START Exercise input

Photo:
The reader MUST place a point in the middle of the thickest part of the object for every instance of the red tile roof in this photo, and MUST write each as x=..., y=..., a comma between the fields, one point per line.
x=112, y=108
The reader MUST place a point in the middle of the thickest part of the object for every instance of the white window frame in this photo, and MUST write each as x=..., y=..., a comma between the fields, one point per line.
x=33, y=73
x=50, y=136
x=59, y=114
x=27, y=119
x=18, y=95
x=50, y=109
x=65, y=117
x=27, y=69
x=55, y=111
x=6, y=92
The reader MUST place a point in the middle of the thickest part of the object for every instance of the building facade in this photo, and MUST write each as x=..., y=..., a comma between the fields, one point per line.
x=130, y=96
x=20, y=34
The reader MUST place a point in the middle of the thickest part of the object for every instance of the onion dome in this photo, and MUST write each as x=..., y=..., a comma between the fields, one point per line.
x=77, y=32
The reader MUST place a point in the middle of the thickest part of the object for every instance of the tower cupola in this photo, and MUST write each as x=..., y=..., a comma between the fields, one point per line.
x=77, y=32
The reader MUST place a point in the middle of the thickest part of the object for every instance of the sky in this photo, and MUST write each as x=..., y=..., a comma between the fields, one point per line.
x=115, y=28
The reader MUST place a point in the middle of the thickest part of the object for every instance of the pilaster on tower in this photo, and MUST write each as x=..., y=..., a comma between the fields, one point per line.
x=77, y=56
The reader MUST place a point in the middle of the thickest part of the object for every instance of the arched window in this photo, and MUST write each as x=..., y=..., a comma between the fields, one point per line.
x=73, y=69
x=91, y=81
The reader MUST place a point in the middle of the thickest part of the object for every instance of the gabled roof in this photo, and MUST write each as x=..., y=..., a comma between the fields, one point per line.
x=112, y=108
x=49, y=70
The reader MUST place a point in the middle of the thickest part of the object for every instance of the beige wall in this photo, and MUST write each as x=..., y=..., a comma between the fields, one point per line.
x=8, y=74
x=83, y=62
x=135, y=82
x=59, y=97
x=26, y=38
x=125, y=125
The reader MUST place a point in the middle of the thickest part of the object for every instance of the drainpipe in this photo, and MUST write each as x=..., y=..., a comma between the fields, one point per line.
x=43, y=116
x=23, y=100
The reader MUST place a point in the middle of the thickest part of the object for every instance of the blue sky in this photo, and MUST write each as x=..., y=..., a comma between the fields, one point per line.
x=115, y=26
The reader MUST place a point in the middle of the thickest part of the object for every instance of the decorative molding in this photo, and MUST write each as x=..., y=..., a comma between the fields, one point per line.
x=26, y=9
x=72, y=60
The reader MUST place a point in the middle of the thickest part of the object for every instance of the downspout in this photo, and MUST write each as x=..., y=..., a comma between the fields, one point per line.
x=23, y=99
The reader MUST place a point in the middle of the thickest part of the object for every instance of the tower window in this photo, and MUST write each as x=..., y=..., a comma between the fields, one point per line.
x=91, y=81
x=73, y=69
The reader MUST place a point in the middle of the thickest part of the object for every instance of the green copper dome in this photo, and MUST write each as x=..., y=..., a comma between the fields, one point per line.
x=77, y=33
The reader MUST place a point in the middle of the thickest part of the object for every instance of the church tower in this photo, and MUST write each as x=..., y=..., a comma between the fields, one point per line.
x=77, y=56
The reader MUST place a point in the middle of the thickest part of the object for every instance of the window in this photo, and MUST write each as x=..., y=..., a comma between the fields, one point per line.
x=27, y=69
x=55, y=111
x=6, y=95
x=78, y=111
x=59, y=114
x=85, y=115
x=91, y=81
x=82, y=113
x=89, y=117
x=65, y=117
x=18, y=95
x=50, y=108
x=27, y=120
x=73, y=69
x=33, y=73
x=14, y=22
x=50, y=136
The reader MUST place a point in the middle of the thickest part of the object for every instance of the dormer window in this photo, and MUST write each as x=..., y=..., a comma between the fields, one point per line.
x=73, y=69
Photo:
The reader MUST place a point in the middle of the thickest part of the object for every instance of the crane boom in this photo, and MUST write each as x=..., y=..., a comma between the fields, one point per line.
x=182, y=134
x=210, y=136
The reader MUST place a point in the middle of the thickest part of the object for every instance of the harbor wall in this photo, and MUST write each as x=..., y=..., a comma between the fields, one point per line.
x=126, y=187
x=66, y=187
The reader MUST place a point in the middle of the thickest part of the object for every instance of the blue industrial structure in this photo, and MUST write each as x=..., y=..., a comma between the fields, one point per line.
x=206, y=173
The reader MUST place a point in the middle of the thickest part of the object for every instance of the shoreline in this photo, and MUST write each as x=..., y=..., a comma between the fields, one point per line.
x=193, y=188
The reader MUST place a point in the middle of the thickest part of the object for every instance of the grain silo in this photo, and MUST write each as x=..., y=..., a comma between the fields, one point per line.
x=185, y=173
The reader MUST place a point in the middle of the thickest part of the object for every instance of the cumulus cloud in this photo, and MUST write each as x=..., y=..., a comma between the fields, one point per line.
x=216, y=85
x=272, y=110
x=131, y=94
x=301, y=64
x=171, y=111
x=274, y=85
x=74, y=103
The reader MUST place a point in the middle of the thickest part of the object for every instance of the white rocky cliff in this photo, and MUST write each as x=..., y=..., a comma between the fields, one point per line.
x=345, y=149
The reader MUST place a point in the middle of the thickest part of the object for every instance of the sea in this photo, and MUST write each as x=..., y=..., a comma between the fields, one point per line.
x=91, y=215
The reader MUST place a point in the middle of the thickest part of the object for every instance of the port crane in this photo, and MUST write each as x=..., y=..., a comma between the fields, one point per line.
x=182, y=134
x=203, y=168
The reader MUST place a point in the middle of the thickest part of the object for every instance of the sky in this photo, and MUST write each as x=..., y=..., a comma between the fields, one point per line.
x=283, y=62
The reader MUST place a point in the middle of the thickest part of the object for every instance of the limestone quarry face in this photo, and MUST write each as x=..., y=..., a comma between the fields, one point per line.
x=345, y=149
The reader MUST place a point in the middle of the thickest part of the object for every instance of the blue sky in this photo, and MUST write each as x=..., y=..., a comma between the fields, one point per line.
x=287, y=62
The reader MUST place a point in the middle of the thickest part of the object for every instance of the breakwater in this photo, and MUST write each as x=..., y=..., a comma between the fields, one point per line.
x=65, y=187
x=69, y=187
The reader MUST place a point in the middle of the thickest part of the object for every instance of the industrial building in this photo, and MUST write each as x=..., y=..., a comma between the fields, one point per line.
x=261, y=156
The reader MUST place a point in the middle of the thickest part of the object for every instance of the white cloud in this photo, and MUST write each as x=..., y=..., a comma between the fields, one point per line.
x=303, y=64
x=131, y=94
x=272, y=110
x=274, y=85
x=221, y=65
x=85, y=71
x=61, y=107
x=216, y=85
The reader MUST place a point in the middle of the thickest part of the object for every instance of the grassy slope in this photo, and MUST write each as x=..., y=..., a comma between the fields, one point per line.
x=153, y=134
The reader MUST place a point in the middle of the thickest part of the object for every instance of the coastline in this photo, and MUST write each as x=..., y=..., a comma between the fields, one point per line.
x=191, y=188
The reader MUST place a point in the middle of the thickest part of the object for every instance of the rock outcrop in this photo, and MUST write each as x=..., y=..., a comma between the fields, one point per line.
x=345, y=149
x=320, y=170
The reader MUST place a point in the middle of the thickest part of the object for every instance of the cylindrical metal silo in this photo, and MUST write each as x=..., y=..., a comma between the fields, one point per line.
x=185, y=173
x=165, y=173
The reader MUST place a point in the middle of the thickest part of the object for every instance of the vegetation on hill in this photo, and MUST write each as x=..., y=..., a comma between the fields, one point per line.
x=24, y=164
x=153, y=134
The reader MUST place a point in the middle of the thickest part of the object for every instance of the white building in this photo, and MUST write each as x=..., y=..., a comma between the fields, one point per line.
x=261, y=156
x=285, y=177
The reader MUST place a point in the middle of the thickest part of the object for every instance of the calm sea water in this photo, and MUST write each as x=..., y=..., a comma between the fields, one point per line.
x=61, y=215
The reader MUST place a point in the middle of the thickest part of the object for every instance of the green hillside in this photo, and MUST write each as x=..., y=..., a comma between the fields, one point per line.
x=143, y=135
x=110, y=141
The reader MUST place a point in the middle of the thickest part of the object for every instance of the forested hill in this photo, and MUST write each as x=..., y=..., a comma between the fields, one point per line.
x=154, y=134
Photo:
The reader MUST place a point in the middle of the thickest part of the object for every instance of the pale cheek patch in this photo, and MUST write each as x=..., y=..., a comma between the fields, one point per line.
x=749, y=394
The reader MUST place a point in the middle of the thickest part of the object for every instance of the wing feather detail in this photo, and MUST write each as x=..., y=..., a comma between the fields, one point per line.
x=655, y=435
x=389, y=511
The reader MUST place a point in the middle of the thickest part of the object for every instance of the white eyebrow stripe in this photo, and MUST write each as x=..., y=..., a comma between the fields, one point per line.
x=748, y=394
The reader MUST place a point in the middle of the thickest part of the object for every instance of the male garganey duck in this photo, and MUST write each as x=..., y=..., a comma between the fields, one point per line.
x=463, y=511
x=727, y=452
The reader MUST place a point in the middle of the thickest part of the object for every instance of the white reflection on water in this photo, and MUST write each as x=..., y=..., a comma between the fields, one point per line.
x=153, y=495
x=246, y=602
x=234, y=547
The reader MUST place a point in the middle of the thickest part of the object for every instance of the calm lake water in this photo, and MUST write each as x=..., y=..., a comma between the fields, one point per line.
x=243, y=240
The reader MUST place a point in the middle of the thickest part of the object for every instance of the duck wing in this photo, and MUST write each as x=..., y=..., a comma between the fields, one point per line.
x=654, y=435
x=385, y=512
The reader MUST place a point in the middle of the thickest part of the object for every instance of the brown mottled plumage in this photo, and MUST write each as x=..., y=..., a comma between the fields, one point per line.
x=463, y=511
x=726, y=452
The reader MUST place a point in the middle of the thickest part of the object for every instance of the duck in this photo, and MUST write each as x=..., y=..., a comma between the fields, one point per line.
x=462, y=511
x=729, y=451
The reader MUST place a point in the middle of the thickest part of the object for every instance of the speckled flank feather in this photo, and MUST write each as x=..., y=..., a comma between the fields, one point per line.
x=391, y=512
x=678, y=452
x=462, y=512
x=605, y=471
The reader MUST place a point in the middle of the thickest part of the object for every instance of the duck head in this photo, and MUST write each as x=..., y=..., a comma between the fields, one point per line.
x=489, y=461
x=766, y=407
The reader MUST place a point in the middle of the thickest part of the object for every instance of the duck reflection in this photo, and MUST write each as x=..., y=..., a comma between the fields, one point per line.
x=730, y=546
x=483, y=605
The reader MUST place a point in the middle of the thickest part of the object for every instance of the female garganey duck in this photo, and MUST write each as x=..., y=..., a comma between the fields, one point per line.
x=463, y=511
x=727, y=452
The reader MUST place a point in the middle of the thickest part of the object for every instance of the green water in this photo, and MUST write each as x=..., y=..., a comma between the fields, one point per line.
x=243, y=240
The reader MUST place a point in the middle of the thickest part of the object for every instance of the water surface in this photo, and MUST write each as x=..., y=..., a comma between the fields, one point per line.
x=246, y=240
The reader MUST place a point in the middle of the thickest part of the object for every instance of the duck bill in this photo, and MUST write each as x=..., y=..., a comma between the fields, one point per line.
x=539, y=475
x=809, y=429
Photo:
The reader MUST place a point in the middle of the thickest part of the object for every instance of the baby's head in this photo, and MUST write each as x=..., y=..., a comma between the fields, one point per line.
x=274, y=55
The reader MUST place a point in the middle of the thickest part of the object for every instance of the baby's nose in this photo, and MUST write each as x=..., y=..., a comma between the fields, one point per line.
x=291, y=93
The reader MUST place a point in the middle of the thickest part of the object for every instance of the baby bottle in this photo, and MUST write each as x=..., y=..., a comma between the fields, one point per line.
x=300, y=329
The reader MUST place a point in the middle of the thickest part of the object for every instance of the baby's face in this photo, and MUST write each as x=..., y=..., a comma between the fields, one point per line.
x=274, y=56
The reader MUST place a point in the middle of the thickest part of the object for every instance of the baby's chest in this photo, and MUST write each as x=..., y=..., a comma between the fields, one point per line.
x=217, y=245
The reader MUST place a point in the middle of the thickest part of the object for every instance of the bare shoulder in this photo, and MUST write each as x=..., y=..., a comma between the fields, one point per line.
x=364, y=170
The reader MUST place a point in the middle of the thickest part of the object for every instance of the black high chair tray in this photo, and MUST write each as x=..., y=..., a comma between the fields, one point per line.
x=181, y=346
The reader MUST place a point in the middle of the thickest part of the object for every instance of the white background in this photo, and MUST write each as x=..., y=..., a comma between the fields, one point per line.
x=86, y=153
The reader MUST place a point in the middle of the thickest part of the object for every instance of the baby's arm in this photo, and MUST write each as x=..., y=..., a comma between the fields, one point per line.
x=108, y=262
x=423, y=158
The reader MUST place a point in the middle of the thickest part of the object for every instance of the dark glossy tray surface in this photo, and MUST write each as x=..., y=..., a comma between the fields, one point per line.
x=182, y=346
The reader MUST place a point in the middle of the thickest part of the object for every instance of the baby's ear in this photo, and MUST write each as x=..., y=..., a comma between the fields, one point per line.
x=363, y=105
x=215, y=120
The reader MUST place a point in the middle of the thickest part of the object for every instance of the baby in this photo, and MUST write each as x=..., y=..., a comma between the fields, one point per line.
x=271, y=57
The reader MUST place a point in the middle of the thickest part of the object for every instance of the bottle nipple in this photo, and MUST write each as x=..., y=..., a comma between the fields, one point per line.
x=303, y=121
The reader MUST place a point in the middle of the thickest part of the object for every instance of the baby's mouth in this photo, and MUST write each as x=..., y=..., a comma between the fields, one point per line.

END Exercise input

- [How to complete this task]: For this exercise, reproduce exactly each line from the one containing "of the dark" through the last line of the data, and no others.

- [Final answer]:
The reader MUST place a point in the middle of the thickest part of the object for every instance of the dark glossy tray surface in this photo, and MUST write each as x=..., y=..., a comma between the fields, one point per line.
x=182, y=346
The reader MUST place a point in the middle of the thickest part of the object for every instance of the baby's ear in this photo, and MUST write each as x=..., y=..., a comma between the fields, one point per line.
x=363, y=105
x=215, y=120
The reader MUST place a point in the middle of the thickest part of the object for every instance of the baby in this photo, and MUST write each as x=..., y=..., a comma between the fields, one point per line.
x=271, y=57
The reader MUST place a point in the middle of the thickest part of the object for every instance of the bottle nipple in this photo, and MUST write each as x=..., y=..., a comma between the fields, one point per line.
x=303, y=121
The reader MUST place a point in the middle of the thickest part of the object for every instance of the baby's mouth in this photo, and MUST write each as x=..., y=..., a comma between the fields, one point per line.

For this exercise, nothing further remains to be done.